-- TASK OBJECTIVE --
Continue the forum thread on combining probability and impact ratings into a single risk ranking, starting after its last sentence.

Question

QUESTION FOR ALL - MY MEDIUM IMPACT TRUMPS YOUR HIGH PROBABILITY!

So, we are evaluating our probabilities on an ordinal scale of Very High, High, Medium, Low, Very Low. And we are using the same scale for impacts. A little combinatorial math will tell you that gives us 25 combinations of individual combined ratings.

We know that a Very High probability with a Very High impact will be the top of our list. Likewise, we know a very low probability with a very low impact will be at the bottom. It’s the stuff in the middle that gives us so much problem.

Is a High Probability Medium impact risk a bigger problem than a Medium Probability High impact risk, for example?   We have many of these pairs to sort through if we are going to come up with a combined risk rating for each identified risk.

How do we do that, people? And once we do, how do we document it clearly?

Thoughts, ideas, examples?

help please

Answer 1

If this would have been a problem of only a single series (i.e. Very High, High, Medium, Low, Very Low) - a simple ranking would like below have worked -

Very High	1
High	2
Medium	3
Low	4
Very Low	5

This problem can be broken down to determine ranking for each of the cells of a matrix of order 5 x 5. General idea to solve this problem can be based on calculating compensation for each cell for a fall in risk category on ordinal scale.

-- PROVIDED DATA --
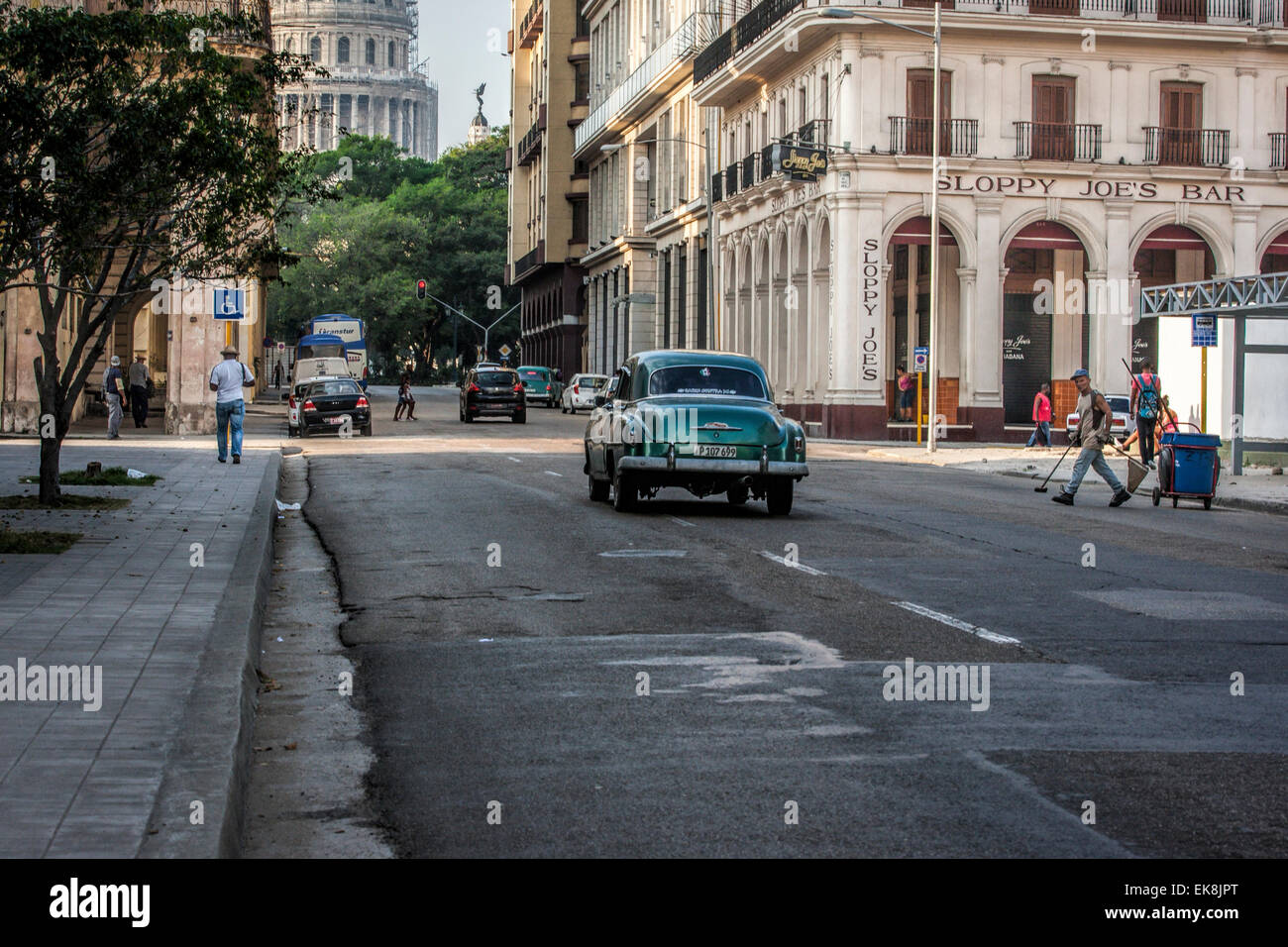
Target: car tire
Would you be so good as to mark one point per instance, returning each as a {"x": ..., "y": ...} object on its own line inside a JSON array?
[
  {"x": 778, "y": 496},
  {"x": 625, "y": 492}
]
--
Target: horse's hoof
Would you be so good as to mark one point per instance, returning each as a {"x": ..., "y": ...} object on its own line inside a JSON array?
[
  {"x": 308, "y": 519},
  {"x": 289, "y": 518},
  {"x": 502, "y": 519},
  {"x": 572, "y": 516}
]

-- TASK ANSWER --
A very simple approach could be like below -

1. Count the total number of rows and columns (in this case both are equal to 5). Let this be S (equal to 10).
2. Compensation for each cell (i, j) = sum (i, j). Let this be C (i, j).
3. Rank of each cell on the matrix = S - C (i, j)
4. Higher the rank, lower the risk

For each of the combination of risk category, you will end up with the following -

	j	1	2	3	4	5
i		Very High	High	Medium	Low	Very Low
1	Very High	8	7	6	5	4
2	High	7	6	5	4	3
3	Medium	6	5	4	3	2
4	Low	5	4	3	2	1
5	Very Low	4	3	2	1	0

A weighted approach could also be used (provided we can associate weights for each of the risk category) -

1. Count the total number of rows and columns (in this case both are equal to 5). Let this be S (equal to 10).
2. Determine the weight for each of the risk category across row and column (this can be for example the average risk observed and can be different or same for row and column).
3. Standardize the weights so that sum is equal to 1. And then can calculate the cumulative weights across both row and column.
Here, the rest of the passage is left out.